Challenge: Substitute "mushroom stalk" for "mushroom stem" everywhere it occurs in the lines below, and reproduce all the lines otherwise unchanged. Omit the pictures from your answer.

Start Task material

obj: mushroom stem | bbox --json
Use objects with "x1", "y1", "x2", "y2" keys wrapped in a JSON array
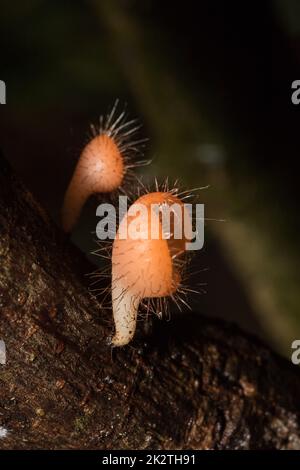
[
  {"x1": 62, "y1": 171, "x2": 89, "y2": 233},
  {"x1": 112, "y1": 283, "x2": 141, "y2": 346}
]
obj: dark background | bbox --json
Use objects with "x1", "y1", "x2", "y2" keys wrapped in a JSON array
[{"x1": 0, "y1": 0, "x2": 300, "y2": 356}]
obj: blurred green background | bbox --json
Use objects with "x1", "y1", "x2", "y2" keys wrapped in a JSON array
[{"x1": 0, "y1": 0, "x2": 300, "y2": 356}]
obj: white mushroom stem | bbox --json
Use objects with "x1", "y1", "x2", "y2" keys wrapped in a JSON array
[{"x1": 112, "y1": 283, "x2": 141, "y2": 346}]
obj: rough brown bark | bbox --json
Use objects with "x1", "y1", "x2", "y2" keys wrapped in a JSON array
[{"x1": 0, "y1": 152, "x2": 300, "y2": 449}]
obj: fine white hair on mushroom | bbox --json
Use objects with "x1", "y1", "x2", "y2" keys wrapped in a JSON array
[
  {"x1": 0, "y1": 339, "x2": 6, "y2": 365},
  {"x1": 62, "y1": 100, "x2": 148, "y2": 232},
  {"x1": 0, "y1": 426, "x2": 8, "y2": 439}
]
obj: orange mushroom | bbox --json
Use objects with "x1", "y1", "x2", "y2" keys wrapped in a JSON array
[
  {"x1": 112, "y1": 192, "x2": 192, "y2": 346},
  {"x1": 62, "y1": 101, "x2": 147, "y2": 232}
]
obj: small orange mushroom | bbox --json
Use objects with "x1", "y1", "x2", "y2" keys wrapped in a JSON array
[{"x1": 62, "y1": 101, "x2": 147, "y2": 232}]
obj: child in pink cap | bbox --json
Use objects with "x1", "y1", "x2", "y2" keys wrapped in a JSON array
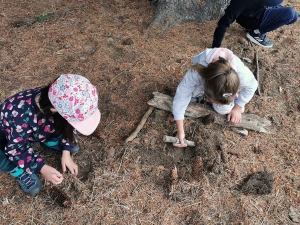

End Task material

Answer to the exercise:
obj: mushroom stalk | bbox --json
Use objects with "x1", "y1", "x2", "y2" keys wrapped in a JSON array
[
  {"x1": 62, "y1": 171, "x2": 89, "y2": 233},
  {"x1": 112, "y1": 283, "x2": 141, "y2": 346}
]
obj: dark background | bbox --json
Use objects with "x1", "y1", "x2", "y2" keys wrapped in a JSON array
[{"x1": 0, "y1": 0, "x2": 300, "y2": 356}]
obj: blurred green background | bbox --json
Use objects with "x1", "y1", "x2", "y2" keys wrapped in a JSON array
[{"x1": 0, "y1": 0, "x2": 300, "y2": 356}]
obj: white mushroom stalk | bbox --json
Use objects with "x1", "y1", "x2", "y2" keys wrapped in a JSON array
[{"x1": 112, "y1": 283, "x2": 141, "y2": 346}]
obj: rough brown bark | bbox --json
Use objects with "x1", "y1", "x2", "y2" keys wrapped in a JSON array
[{"x1": 0, "y1": 152, "x2": 300, "y2": 449}]
obj: fine white hair on mushroom | bbox --json
Use objects with "x1", "y1", "x2", "y2" keys wrapped in a JSON array
[
  {"x1": 0, "y1": 339, "x2": 6, "y2": 365},
  {"x1": 62, "y1": 100, "x2": 148, "y2": 232},
  {"x1": 0, "y1": 426, "x2": 8, "y2": 439}
]
obj: orange mushroom | bbox --json
Use objects with "x1", "y1", "x2", "y2" keys wrapped in a JSON array
[
  {"x1": 112, "y1": 192, "x2": 192, "y2": 346},
  {"x1": 62, "y1": 101, "x2": 147, "y2": 232}
]
obj: small orange mushroom | bbox --json
Use objects with "x1", "y1", "x2", "y2" keys wrapped in a JSON array
[{"x1": 62, "y1": 101, "x2": 147, "y2": 232}]
obj: child in pink cap | bbox --json
Use objects with "x1", "y1", "x2", "y2" keys wrapped in a JSON array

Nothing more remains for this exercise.